> What is expected
Every line from the one with "find flower head" to the one with "find green stem", including those two, is to be copied exactly; all other lines of the entries below are left out.

^^^^

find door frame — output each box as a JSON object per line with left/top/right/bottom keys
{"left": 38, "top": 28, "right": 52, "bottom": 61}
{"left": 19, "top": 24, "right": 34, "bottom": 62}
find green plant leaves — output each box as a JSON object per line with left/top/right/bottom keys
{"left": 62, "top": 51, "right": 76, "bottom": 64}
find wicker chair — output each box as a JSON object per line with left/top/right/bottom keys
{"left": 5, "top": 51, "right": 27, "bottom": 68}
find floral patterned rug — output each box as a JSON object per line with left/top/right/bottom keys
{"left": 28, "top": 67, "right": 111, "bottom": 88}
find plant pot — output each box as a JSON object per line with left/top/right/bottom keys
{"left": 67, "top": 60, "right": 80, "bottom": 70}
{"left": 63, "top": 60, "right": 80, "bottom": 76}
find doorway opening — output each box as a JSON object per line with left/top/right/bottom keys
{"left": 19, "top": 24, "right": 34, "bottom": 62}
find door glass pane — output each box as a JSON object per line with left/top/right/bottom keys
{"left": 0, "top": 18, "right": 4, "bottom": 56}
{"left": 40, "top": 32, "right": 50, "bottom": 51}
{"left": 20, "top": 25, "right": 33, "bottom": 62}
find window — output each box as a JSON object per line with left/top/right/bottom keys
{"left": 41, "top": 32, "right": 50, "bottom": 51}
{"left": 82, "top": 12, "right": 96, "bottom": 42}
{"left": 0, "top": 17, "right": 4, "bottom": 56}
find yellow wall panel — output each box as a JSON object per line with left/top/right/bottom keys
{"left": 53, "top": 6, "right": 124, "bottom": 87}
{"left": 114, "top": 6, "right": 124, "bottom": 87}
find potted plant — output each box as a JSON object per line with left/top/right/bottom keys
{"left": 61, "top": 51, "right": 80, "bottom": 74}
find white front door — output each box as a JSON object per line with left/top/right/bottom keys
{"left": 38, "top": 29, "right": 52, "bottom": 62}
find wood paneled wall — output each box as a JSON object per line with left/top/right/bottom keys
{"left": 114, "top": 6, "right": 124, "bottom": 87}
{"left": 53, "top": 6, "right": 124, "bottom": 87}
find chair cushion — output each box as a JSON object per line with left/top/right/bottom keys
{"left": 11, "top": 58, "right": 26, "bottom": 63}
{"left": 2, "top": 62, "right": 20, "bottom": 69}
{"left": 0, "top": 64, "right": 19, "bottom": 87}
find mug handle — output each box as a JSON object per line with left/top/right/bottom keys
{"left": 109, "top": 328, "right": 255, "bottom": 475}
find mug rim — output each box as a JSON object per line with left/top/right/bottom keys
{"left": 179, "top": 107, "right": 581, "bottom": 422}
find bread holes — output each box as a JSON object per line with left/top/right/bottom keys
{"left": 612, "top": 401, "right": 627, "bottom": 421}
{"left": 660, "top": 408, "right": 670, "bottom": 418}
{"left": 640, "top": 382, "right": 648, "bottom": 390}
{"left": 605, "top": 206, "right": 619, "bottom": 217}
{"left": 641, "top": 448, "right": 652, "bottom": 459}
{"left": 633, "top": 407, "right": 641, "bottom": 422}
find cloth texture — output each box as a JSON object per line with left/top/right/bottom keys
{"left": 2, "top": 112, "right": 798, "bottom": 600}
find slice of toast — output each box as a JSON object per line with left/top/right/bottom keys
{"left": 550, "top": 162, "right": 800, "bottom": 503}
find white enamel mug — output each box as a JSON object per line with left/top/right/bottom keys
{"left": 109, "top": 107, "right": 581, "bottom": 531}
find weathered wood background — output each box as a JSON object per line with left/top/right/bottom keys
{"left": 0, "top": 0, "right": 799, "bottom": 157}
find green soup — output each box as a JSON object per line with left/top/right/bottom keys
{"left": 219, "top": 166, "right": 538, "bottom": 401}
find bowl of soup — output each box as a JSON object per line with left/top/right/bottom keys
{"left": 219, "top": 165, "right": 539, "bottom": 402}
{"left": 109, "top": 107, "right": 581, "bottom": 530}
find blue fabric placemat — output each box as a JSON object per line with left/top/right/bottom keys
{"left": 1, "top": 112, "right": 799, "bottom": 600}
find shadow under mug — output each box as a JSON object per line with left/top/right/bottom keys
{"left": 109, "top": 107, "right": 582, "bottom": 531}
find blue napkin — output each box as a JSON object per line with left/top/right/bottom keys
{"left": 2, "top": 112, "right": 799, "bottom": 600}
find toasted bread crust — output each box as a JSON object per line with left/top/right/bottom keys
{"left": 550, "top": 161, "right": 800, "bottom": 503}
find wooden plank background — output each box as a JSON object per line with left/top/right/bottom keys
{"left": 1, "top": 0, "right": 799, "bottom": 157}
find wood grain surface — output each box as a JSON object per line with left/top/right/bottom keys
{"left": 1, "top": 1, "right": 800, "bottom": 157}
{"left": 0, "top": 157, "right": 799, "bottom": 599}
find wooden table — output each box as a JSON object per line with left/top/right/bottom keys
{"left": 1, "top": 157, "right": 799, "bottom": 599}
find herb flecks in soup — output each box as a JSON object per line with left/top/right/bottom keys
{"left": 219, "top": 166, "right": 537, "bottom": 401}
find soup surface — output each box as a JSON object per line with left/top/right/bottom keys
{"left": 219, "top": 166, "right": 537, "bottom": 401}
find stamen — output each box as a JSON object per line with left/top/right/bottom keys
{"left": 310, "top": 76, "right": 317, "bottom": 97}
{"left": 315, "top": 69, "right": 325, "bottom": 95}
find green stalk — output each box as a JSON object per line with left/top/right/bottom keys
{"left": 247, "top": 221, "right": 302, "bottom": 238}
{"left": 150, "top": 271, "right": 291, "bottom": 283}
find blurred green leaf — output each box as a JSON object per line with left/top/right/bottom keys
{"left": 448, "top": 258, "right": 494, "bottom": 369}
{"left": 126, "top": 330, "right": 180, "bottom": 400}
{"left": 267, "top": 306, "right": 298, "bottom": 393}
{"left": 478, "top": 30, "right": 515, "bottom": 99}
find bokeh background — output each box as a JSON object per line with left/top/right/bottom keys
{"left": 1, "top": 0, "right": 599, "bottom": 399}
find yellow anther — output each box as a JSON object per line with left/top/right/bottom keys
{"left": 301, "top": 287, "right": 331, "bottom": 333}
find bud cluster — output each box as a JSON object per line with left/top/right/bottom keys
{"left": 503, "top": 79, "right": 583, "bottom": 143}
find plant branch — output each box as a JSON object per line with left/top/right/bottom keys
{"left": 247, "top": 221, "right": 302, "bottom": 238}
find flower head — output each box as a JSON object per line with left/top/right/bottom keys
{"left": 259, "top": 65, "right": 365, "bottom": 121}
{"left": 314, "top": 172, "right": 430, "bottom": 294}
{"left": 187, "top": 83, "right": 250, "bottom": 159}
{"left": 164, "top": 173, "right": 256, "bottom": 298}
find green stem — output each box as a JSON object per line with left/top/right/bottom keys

^^^^

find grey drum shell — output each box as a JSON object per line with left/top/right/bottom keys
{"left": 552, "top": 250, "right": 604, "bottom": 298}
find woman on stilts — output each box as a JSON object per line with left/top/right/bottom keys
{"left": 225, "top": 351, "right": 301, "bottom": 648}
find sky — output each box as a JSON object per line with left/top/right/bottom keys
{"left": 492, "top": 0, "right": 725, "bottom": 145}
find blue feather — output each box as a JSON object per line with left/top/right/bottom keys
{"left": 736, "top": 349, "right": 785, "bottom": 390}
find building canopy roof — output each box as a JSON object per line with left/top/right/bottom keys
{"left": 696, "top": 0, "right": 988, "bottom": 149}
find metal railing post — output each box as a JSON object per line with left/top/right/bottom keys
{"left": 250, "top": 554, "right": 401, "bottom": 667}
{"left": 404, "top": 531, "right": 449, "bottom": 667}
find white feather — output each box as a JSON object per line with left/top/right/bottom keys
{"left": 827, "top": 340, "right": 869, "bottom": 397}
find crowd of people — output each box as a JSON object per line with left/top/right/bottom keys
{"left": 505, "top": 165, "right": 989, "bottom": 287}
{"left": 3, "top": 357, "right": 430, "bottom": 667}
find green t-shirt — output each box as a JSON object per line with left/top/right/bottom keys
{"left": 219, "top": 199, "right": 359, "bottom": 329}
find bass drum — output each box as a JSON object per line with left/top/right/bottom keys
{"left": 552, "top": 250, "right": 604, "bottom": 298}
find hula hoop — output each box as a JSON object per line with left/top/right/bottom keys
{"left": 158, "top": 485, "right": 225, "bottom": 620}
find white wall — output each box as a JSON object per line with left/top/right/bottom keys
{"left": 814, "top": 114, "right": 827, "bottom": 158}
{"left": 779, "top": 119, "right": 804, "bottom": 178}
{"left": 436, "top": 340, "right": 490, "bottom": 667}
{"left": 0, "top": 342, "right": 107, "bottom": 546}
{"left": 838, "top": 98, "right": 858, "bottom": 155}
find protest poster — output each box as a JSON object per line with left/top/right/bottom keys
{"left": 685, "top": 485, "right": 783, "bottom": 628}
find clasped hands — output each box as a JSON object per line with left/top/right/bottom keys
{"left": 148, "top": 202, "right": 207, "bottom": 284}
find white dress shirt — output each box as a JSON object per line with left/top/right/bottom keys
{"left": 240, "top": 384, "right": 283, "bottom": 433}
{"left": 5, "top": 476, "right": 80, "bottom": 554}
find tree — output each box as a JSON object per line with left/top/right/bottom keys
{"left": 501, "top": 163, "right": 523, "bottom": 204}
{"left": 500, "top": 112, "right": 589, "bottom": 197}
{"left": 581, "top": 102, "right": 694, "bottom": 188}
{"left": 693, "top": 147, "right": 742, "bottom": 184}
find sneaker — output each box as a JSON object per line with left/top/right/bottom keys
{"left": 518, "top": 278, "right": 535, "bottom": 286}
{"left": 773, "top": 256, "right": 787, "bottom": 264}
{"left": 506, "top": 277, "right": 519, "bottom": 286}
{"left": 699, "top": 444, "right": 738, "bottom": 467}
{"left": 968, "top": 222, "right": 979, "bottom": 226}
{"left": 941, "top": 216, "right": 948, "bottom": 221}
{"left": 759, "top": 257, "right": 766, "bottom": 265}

^^^^

> Task solution
find flower head — output each box as a JSON object per line with left/top/right/bottom keys
{"left": 259, "top": 65, "right": 365, "bottom": 121}
{"left": 314, "top": 172, "right": 430, "bottom": 294}
{"left": 187, "top": 83, "right": 250, "bottom": 159}
{"left": 164, "top": 173, "right": 256, "bottom": 298}
find green stem — output each box as a JSON object per line with left/top/right/bottom keys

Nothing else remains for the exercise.